## What is expected
Could you pull out every line below verbatim, omitting the pictures?

--- --- ---

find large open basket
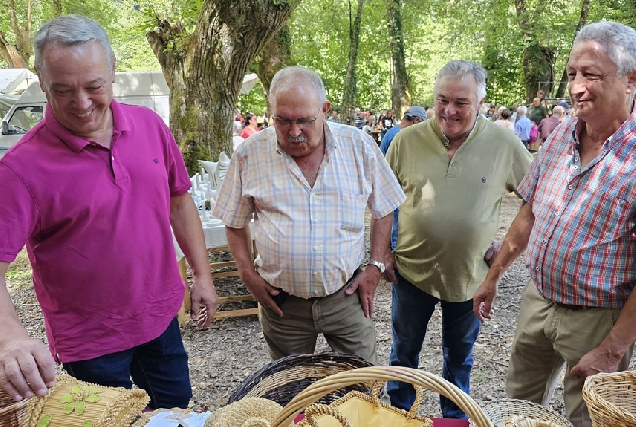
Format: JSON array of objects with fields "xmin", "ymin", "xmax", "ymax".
[
  {"xmin": 482, "ymin": 399, "xmax": 572, "ymax": 427},
  {"xmin": 0, "ymin": 387, "xmax": 28, "ymax": 427},
  {"xmin": 228, "ymin": 352, "xmax": 372, "ymax": 406},
  {"xmin": 583, "ymin": 371, "xmax": 636, "ymax": 427}
]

--- --- ---

## Full output
find large open basket
Format: JSON array of objects with fields "xmin", "ymin", "xmax", "ymax".
[
  {"xmin": 482, "ymin": 399, "xmax": 572, "ymax": 427},
  {"xmin": 0, "ymin": 387, "xmax": 28, "ymax": 427},
  {"xmin": 228, "ymin": 352, "xmax": 372, "ymax": 406},
  {"xmin": 583, "ymin": 371, "xmax": 636, "ymax": 427}
]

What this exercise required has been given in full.